-- TASK STATEMENT --
Repeat every line of the material below verbatim, but leave the pictures out.

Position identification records
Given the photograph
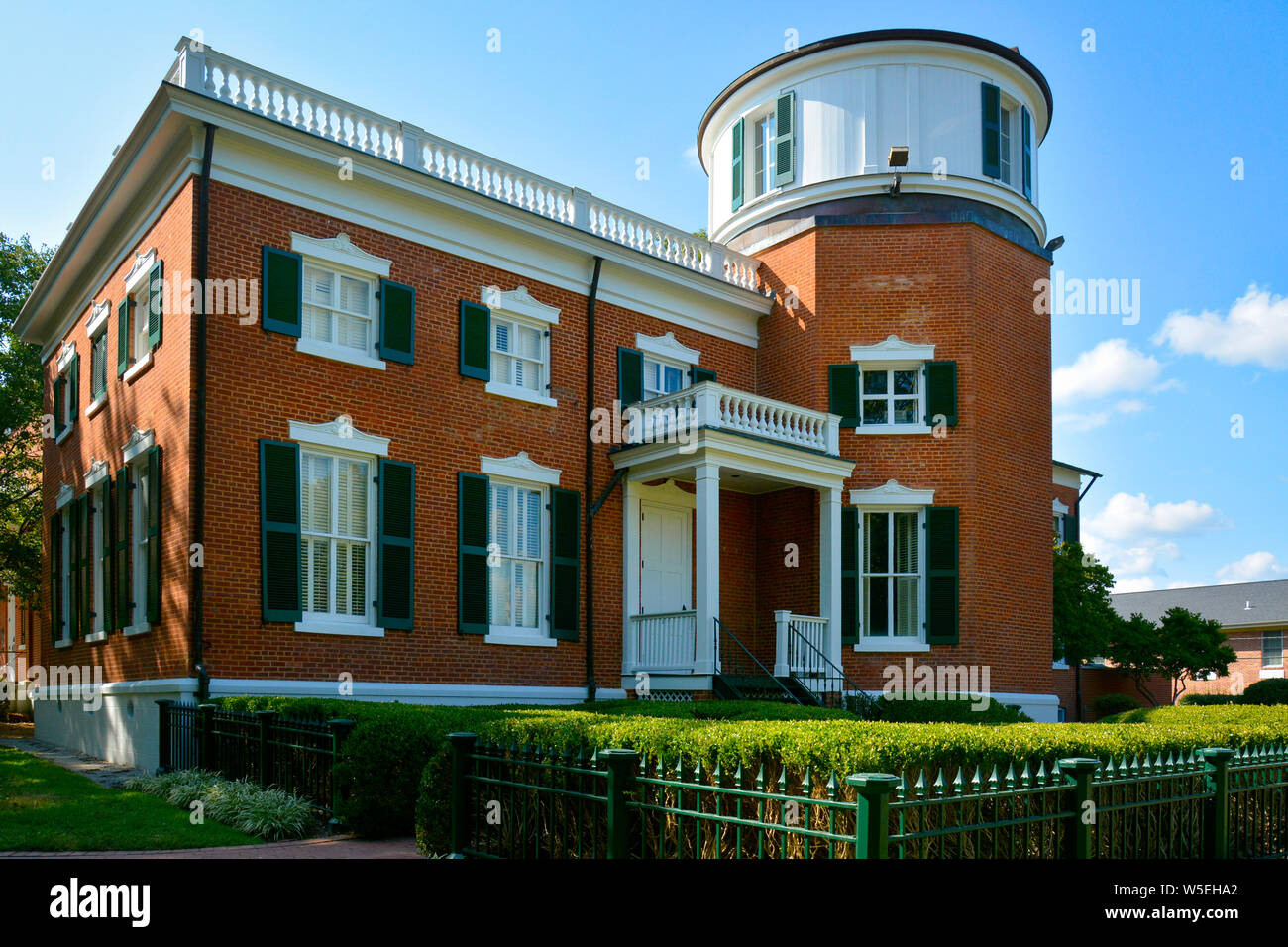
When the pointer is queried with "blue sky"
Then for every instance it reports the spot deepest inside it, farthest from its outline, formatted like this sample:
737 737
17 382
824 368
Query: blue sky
1136 174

-- THE OUTPUT --
Given the photograph
When the pointer is queried with "blue sky"
Then for every instance it reports the spot deepest inside it, farthest from its outline, formatted like this sample:
737 737
17 382
824 368
Query: blue sky
1136 174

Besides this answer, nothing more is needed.